═════ Record extracts ═════
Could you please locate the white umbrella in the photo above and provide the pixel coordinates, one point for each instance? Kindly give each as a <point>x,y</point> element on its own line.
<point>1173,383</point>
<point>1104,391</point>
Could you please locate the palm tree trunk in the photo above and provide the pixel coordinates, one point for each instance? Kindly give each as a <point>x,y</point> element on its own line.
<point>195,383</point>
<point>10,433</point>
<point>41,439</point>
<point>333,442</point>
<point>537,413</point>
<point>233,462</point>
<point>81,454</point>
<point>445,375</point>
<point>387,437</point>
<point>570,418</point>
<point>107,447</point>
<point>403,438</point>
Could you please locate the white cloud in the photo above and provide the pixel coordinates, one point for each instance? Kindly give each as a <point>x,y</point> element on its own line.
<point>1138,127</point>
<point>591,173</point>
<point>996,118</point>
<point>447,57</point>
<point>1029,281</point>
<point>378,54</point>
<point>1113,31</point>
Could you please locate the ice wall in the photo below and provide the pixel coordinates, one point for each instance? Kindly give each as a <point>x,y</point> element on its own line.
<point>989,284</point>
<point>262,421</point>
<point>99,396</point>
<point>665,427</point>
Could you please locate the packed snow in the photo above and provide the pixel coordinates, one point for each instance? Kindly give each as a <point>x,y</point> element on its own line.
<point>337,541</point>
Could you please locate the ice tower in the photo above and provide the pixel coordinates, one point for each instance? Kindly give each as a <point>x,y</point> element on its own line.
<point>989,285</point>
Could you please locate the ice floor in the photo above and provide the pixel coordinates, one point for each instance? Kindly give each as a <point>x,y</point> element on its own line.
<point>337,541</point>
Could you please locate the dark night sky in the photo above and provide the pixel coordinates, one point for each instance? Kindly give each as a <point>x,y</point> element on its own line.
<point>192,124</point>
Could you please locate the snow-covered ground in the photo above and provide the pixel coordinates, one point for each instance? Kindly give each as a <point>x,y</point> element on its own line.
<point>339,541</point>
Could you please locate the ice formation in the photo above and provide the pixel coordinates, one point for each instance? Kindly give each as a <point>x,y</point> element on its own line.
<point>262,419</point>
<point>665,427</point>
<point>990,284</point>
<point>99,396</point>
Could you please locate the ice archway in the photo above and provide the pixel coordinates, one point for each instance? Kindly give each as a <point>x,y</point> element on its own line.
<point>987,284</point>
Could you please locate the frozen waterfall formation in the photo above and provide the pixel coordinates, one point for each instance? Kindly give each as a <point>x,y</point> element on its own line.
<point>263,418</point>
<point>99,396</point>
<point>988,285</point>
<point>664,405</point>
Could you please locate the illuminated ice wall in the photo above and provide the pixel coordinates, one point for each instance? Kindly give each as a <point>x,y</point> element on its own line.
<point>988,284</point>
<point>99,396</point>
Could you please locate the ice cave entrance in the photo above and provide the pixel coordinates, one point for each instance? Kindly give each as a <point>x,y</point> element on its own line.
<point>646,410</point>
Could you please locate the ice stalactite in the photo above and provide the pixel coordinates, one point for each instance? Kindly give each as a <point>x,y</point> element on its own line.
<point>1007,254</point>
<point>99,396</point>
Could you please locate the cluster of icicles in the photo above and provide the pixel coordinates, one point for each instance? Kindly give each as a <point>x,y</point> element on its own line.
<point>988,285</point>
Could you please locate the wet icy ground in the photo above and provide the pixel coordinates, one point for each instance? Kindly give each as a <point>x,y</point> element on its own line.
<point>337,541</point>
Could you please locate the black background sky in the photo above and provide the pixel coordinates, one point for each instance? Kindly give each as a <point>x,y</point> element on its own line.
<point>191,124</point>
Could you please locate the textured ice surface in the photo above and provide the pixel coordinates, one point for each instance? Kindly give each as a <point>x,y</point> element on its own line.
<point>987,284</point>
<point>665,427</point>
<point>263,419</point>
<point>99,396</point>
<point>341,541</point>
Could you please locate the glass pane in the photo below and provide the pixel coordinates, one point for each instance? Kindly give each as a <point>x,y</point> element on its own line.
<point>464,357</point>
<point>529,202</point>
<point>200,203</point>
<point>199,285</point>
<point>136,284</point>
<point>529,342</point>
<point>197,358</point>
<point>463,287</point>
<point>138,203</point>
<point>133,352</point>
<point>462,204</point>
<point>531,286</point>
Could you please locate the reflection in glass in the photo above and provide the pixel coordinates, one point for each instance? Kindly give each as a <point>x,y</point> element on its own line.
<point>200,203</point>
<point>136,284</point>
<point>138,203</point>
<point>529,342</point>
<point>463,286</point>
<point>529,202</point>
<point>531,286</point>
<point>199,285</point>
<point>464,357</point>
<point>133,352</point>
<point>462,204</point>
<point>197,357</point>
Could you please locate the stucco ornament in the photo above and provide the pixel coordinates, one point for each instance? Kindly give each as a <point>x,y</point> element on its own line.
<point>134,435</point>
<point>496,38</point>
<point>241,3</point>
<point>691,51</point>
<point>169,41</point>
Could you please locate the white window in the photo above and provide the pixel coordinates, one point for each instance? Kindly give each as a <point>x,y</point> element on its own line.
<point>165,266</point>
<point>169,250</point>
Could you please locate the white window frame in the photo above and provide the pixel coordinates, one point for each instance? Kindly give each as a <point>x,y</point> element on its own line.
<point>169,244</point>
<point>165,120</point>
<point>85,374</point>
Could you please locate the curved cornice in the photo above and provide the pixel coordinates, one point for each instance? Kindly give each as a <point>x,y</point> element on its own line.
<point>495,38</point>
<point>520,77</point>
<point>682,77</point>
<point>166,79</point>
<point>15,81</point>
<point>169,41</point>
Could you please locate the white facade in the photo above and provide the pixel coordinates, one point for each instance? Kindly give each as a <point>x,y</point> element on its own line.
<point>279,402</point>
═════
**Work to complete**
Reproduce the items from the line with "Could you please locate the glass" up to and including the line with "<point>463,287</point>", changing "glass pane" to "window pane" and leaving everything else as it stands.

**Solution**
Could you please locate the window pane in the photo below and provide the pixel coordinates, one point for each instance? Kindly give each as a <point>x,y</point> element on its own line.
<point>464,357</point>
<point>529,202</point>
<point>200,203</point>
<point>199,285</point>
<point>136,284</point>
<point>529,342</point>
<point>197,358</point>
<point>463,287</point>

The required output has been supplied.